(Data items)
** BEGIN **
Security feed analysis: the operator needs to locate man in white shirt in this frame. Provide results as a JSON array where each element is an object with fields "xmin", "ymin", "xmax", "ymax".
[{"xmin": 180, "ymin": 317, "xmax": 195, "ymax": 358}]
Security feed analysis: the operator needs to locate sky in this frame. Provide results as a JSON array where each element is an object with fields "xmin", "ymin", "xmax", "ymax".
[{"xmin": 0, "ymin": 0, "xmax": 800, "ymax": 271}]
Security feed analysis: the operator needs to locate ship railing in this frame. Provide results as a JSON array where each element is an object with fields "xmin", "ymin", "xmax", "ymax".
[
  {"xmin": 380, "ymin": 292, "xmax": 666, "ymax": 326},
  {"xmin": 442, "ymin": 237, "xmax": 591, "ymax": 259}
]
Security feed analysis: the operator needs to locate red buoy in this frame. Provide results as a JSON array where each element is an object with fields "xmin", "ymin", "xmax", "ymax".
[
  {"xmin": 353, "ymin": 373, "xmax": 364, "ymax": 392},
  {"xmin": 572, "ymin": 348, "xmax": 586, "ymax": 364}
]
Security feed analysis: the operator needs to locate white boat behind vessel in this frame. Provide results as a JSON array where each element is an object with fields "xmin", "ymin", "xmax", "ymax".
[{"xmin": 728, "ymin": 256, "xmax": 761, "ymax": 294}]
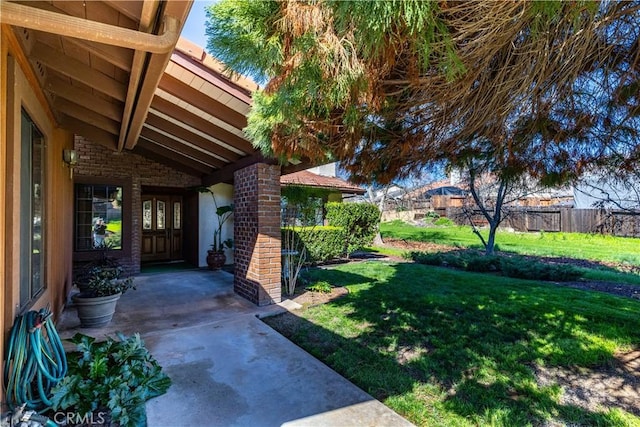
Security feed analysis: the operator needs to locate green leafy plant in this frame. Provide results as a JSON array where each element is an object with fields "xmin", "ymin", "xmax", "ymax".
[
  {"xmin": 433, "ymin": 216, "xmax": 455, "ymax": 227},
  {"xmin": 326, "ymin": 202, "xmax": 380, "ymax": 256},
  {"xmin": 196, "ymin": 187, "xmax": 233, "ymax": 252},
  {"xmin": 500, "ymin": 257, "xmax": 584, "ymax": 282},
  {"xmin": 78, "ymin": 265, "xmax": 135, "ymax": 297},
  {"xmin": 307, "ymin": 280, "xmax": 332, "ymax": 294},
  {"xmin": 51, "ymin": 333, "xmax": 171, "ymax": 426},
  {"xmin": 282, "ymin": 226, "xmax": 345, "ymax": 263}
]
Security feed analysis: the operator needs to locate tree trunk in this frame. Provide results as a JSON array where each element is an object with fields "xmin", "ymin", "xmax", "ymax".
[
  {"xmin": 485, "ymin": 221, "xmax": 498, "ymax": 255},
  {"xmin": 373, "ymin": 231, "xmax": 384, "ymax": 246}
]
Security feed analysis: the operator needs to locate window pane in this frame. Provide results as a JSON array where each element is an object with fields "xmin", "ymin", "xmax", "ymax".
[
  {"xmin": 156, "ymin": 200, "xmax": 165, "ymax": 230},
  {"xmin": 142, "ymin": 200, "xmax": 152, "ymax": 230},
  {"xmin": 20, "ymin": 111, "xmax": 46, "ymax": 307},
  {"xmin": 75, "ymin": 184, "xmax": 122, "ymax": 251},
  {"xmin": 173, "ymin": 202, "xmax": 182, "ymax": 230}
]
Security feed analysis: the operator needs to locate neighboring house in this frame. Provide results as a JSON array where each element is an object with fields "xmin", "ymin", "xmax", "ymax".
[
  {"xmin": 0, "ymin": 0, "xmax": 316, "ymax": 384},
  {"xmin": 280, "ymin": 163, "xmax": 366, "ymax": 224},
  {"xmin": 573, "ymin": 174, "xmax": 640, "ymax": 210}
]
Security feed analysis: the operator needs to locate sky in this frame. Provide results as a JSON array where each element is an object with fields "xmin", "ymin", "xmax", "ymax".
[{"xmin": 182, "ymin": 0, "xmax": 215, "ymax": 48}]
** END **
** BEGIN **
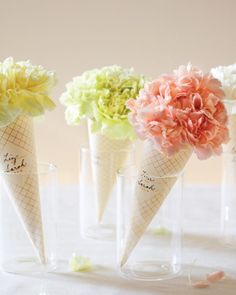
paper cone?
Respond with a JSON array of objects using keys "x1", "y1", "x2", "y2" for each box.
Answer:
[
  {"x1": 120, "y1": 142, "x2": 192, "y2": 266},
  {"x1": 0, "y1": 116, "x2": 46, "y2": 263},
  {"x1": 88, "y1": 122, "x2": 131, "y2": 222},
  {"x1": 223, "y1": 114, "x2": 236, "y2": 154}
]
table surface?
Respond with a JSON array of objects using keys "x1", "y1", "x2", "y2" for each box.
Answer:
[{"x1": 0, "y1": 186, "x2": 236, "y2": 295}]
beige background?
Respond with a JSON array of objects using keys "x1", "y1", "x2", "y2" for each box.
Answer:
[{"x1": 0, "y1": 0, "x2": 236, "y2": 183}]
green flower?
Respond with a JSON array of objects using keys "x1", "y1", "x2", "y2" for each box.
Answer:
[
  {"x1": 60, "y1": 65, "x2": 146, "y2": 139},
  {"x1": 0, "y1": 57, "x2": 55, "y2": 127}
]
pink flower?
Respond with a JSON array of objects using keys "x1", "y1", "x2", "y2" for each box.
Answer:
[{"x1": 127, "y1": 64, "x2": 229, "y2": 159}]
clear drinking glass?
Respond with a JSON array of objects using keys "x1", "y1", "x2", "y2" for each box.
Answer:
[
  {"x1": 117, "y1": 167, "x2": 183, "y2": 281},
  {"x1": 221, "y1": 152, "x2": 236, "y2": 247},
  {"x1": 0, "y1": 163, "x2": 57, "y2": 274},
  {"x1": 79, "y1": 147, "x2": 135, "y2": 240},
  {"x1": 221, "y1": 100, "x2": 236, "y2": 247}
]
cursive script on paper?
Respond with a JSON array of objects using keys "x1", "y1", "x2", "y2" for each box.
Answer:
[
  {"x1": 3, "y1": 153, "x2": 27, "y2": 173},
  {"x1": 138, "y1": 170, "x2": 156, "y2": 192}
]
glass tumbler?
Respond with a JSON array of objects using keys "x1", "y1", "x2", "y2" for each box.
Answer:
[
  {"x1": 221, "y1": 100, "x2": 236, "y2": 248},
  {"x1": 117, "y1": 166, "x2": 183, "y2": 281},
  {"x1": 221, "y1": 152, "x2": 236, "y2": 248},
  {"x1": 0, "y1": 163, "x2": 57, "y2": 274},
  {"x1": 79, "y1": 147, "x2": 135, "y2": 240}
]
** END **
** WRITTEN INSTRUCTION **
Return every line above that contains the word "white", treating case as significant.

** ANSWER FOR THIS EXERCISE **
Security feed analysis: the operator needs to locate man in white shirt in this frame. Provide results as a JSON array where each element is an object with fields "xmin", "ymin", "xmax", "ymax".
Security feed analysis: the operator needs to locate white boat behind vessel in this frame. Provide results as a JSON array where each element is an object with fields "xmin", "ymin", "xmax", "ymax".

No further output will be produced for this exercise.